=== Problem ===
Your task is to extract every line from the material below exactly.

=== Supplied information ===

::::::::

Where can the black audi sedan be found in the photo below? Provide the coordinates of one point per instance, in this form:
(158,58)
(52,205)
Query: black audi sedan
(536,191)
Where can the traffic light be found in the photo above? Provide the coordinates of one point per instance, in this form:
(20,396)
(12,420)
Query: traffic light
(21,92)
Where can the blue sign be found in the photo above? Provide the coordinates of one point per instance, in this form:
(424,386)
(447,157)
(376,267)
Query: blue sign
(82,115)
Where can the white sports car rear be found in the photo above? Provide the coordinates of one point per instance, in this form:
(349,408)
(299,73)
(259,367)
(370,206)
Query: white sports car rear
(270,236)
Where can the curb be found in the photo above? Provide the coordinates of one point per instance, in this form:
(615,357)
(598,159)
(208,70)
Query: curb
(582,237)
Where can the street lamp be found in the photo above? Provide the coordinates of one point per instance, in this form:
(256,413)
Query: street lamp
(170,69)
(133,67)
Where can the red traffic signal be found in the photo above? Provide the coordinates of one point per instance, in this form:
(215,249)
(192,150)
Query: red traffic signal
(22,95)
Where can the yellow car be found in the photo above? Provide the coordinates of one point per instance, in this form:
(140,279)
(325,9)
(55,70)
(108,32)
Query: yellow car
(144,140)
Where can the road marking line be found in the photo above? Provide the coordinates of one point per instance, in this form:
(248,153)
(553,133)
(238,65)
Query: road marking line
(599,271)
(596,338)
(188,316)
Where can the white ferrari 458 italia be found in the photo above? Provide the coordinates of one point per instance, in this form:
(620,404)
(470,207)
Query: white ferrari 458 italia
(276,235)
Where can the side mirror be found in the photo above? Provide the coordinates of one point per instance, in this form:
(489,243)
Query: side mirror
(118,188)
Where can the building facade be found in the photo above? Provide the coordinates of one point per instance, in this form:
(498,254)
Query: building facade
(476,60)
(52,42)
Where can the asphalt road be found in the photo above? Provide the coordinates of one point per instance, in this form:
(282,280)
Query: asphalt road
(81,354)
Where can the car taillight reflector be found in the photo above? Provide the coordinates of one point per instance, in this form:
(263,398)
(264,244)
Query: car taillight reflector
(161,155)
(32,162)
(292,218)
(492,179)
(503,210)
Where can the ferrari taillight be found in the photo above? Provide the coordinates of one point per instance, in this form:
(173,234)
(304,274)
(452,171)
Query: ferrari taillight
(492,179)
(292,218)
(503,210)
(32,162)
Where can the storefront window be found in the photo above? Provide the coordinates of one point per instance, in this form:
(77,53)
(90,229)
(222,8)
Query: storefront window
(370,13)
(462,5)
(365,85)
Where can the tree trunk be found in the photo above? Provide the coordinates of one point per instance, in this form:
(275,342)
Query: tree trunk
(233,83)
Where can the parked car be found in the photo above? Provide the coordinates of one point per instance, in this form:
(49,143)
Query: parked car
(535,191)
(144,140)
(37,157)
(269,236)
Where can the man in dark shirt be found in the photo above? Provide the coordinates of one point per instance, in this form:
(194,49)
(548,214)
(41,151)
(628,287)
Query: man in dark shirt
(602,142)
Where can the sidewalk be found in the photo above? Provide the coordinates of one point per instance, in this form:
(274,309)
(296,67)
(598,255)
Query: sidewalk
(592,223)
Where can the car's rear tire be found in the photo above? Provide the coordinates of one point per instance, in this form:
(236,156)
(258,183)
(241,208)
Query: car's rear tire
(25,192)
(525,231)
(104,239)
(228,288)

::::::::

=== The completed task ===
Where can the black audi sedan be found in the photo below? Provide the coordinates of one point per instance, in this form:
(158,58)
(52,205)
Query: black audi sedan
(536,191)
Where can the traffic light be found in the photo above? Provide the coordinates of one point per instance, in this form:
(20,396)
(12,420)
Query: traffic light
(21,92)
Where can the blue sign be found in the photo above? Provide the coordinates of one point per instance, in this form:
(424,386)
(447,157)
(376,267)
Query: blue sign
(82,115)
Where can the white sports car rear be found in the photo above? Provide the coordinates of one point per instance, in this form:
(349,408)
(299,73)
(259,367)
(370,206)
Query: white sports car rear
(270,236)
Where can the curb be found in the photo above? Provide the coordinates of one point per instance, in this form:
(615,357)
(598,159)
(208,70)
Query: curb
(582,237)
Where can the street lamp be found in the photo above? Provide the coordinates of one point per instance, in this form:
(256,413)
Query: street lamp
(170,69)
(133,67)
Where can the red traffic signal be found in the photo above? Provide the coordinates of one point per instance, in this form:
(215,249)
(192,150)
Query: red traffic signal
(22,95)
Where can the yellow car be found in the photo above? Provide the coordinates of one point per instance, in this form:
(140,279)
(325,9)
(55,70)
(108,32)
Query: yellow car
(144,140)
Where can the road marking line be found in the photo above? Provide the coordinates of one point per instance, in this form:
(248,153)
(553,133)
(238,65)
Query: road marking line
(599,271)
(596,338)
(188,316)
Where can the white ferrari 458 italia be found in the photo above? Provide the coordinates of one point per instance, in this form:
(620,404)
(470,207)
Query: white ferrari 458 italia
(276,235)
Where can the side mirror be found in the photo above? Provide the coordinates of one point per instance, in this form:
(489,243)
Query: side mirror
(118,188)
Where can the building facade be found in the photo above? Provide the coordinates of one point per instance, in this form:
(498,254)
Query: building facade
(476,60)
(52,42)
Where can the asphalt road be found in the photo above? Provide the coordinates of one point per instance, in this form:
(282,280)
Query: asphalt road
(81,354)
Where can the car taillight reflector be found in the photo above? Provide the coordinates of one point per instance, in this form:
(263,398)
(264,244)
Query: car taillight reflector
(161,155)
(32,162)
(292,218)
(492,179)
(503,210)
Where can the ferrari taillight be found in the photo above? Provide the coordinates of one point per instance, in this form:
(173,234)
(304,274)
(452,171)
Query: ferrari taillight
(492,179)
(292,218)
(503,210)
(32,162)
Where can the storefront window be found in the photo above? Provide the coordinates of one point per instance, in this form:
(77,53)
(90,229)
(222,8)
Query: storefront window
(370,13)
(462,5)
(365,85)
Where can the tree trunk be found in the photo above? Provide the coordinates of one point per instance, in this form:
(275,342)
Query: tree trunk
(233,83)
Where can the parked car be found in the photo above? Provide the coordinates of one point per instance, in this form:
(49,143)
Query: parked car
(535,191)
(144,140)
(37,157)
(269,236)
Where can the man in dark shirt be found in the photo above? Provide the coordinates of one point per instance, in this form:
(194,49)
(548,214)
(41,151)
(628,287)
Query: man in dark shirt
(602,142)
Where can the sidewalk be found in the photo above? Provide the coordinates of one point per instance, in this form:
(274,309)
(296,67)
(598,255)
Query: sidewalk
(592,223)
Where can the car's rear tire be found in the photo above? Provide the coordinates of one point per instance, in this form:
(236,156)
(258,183)
(241,208)
Query: car's rear tire
(25,192)
(525,231)
(104,239)
(228,288)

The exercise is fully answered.